| Aim of the exercise |
Extract every line of the data below word for word, leaving each one unchanged.

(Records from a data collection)
[START]

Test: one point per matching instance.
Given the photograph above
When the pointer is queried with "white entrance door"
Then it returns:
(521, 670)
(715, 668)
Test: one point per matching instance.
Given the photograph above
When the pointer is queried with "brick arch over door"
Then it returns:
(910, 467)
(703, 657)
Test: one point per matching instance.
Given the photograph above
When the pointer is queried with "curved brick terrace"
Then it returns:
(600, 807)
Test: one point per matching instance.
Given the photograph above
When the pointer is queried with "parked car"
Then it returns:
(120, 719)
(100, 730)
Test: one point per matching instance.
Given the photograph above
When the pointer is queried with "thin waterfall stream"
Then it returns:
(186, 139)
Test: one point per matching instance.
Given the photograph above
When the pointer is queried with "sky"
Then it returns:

[END]

| Response to this exercise |
Test: one point per matching instance.
Given the photograph above
When the pointer is queried with "white entrance door"
Then it returns:
(521, 670)
(715, 668)
Test: one point per matching instance.
Given the photograph above
When the pointer is queried with "brick arch over door"
Then it returns:
(910, 467)
(703, 657)
Test: one point per matching instance.
Given the photograph above
When the pointer is queried with "curved brick terrace"
Then it returns:
(600, 807)
Test: one point per matching instance.
Given the photograph above
When the pointer is queried with "parked car"
Then it returns:
(120, 719)
(100, 730)
Test: one point per matching instance.
Given the photograph above
When the pointer is queried with "thin waterfall stream"
Then it returns:
(186, 139)
Test: one point per matching instance.
Given the photograph above
When the pointer is queried with "sky"
Then it returns:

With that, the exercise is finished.